Description of the task: Nothing more is wanted than an exact repeat of the data below.

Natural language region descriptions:
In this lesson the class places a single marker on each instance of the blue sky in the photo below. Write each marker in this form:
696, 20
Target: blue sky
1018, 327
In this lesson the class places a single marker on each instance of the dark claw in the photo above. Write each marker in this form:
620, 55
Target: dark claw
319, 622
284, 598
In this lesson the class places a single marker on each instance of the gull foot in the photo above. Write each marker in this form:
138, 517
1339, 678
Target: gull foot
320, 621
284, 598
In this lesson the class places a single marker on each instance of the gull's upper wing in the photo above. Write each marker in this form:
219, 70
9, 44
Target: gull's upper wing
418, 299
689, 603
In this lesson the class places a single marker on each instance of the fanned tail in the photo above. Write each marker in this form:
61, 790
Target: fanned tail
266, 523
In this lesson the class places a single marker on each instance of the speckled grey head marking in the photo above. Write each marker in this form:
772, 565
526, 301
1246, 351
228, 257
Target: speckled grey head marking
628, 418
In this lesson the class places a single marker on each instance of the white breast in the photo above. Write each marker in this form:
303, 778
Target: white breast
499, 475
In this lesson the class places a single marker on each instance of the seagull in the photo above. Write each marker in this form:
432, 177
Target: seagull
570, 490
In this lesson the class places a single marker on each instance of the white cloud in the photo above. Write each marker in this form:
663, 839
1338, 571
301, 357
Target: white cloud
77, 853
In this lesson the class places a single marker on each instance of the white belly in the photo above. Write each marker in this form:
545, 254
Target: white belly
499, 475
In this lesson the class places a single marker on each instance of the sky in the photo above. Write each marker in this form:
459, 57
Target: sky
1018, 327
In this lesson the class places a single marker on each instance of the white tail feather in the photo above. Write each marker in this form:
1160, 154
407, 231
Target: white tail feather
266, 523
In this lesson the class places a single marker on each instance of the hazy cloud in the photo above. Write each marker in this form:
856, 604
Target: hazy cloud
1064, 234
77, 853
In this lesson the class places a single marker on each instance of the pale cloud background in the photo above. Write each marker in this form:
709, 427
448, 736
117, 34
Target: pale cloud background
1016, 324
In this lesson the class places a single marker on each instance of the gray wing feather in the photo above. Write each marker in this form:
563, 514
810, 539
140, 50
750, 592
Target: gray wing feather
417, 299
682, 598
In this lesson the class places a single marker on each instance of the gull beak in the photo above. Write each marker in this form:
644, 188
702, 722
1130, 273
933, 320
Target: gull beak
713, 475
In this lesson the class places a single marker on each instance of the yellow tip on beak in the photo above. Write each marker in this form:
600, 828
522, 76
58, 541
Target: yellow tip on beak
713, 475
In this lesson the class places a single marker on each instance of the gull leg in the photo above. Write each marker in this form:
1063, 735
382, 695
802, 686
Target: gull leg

Task solution:
In this lesson the class places a single marker on each instance of the blue sky in the photo below. Write each marker in this form:
696, 20
Target: blue sky
1018, 327
In this lesson the class places a single marker on each instance of the dark claw in the photo above. Write each marker in this form:
620, 55
Target: dark claw
319, 622
284, 598
In this lesson the class places a single marker on each instance of the gull foot in the photo above. Write each marker in this form:
138, 517
1339, 678
Target: gull foot
320, 621
284, 598
In this lesson the class places a single marker on each instance of the gull's upper wing in the photo above. Write each marker in this form:
219, 70
9, 44
Target: gull's upper wing
418, 299
689, 603
In this lesson the class places a single marker on each instance of the fanned tail in the photo above. Write each marker in this form:
61, 790
Target: fanned tail
266, 523
In this lesson the class places a single marker on each instance of the speckled grey head marking in the photo above. Write each marker in this form:
772, 565
526, 301
1246, 351
228, 257
Target: speckled grey head marking
628, 418
In this lesson the class places a single marker on each instance of the white breast in the photo above. Write each marker in this form:
303, 778
Target: white breast
499, 475
In this lesson the class places a single marker on each instance of the seagull in the photo above. Write each marker in this form:
432, 177
Target: seagull
570, 490
In this lesson the class places a single marker on each instance of the white cloud in the photo above. Write each marker in this form:
663, 839
1338, 571
301, 357
Target: white cloud
77, 853
In this lesson the class places a single marker on each instance of the white belly in the photo above. Write each marker in this form:
545, 254
Target: white belly
499, 475
In this lesson the class places a single marker on each instance of the sky in the photo above. Write each marker in this form:
459, 57
Target: sky
1018, 327
In this lesson the class places a single marker on each instance of the white tail feather in the photo above. Write each marker in this form:
1160, 154
407, 231
Target: white tail feather
266, 523
In this lesson the class places a single marker on each instance of the hazy cloud in the photo above. Write each marker in this form:
856, 604
Target: hazy cloud
1064, 234
77, 853
In this lesson the class places a single marker on each instance of the pale cloud background in the photo above. Write each marker in this form:
709, 427
448, 736
117, 34
Target: pale cloud background
1016, 324
In this lesson the class places a single marker on each instance of the gray wing feather in the photo above. Write each marker in this form:
563, 514
810, 539
140, 50
750, 592
Target: gray wing feather
417, 299
682, 598
In this lesson the class places a single marker on each instance of the gull beak in the photo above. Write each marker in this form:
644, 188
702, 722
1130, 273
933, 320
Target: gull beak
713, 475
In this lesson the class places a single marker on each instance of the yellow tip on beak in the photo above. Write each marker in this form:
600, 828
522, 76
58, 541
Target: yellow tip on beak
713, 475
In this lesson the class places a single marker on each instance of the gull leg in the photo above. Write each marker in this form:
1063, 735
382, 695
802, 686
Target: gull leg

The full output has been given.